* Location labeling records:

★ ★ ★ ★ ★

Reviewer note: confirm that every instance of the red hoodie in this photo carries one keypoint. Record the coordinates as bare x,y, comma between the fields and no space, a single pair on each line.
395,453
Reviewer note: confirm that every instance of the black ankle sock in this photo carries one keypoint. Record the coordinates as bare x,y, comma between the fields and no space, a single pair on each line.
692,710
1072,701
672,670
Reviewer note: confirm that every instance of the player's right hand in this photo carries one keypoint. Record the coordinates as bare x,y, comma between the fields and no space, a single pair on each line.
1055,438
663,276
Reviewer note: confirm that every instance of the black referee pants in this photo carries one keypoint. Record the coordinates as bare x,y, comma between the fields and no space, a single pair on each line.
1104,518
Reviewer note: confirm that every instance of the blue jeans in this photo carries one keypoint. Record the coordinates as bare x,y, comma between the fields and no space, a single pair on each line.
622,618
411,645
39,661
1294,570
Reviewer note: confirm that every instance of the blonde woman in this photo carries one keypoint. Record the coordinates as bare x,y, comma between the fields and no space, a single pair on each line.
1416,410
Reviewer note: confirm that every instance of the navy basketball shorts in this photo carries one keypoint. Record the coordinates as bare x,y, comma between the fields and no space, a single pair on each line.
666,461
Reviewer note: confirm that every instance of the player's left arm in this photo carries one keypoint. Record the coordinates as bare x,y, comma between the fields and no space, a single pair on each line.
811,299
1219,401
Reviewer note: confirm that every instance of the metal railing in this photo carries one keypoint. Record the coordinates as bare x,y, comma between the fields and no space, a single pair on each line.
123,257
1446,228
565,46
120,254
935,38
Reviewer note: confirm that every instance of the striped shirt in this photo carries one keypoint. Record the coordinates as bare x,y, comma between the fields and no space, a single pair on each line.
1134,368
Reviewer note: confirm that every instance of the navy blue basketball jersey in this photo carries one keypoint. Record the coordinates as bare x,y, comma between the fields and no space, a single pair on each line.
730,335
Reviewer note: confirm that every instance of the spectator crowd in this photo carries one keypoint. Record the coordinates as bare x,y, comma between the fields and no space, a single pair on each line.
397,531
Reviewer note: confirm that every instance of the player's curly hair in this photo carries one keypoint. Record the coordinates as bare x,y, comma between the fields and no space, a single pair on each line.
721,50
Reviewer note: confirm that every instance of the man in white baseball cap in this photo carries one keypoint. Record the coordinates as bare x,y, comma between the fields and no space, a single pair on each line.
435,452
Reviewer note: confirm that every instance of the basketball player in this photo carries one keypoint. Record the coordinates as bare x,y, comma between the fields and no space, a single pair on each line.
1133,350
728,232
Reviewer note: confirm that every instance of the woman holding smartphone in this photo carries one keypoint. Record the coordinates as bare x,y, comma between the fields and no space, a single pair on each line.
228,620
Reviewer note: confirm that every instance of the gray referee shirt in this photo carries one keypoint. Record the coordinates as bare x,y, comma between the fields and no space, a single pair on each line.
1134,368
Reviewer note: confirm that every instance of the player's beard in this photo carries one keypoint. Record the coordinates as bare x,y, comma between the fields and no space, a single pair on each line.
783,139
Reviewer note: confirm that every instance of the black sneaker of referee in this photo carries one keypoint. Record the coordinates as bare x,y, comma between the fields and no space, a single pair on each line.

★ ★ ★ ★ ★

* Task statement: Format the lines from the one containing "Reviewer note: confirm that every instance of the gray" through the end of the entries as a JSON list of strings, one string per line. Leave out blank lines.

* Completed task:
[
  "Reviewer note: confirm that every instance of the gray referee shirt in this photo carries one keypoint. Record the coordinates as bare x,y, comma between the fields and no space, a single pair on each line.",
  "1134,368",
  "Reviewer note: confirm that every instance of the player's beard in this photo carries one keypoint. Record the coordinates as bare x,y, comma between the fields and no space, a single pair on each line.",
  "783,139",
  "Reviewer note: confirm that every instance of the black sneaker of referee in this photo carries one keypoint. Record the coordinates as bare x,y, comma between the fields and no space, a single pair on each line."
]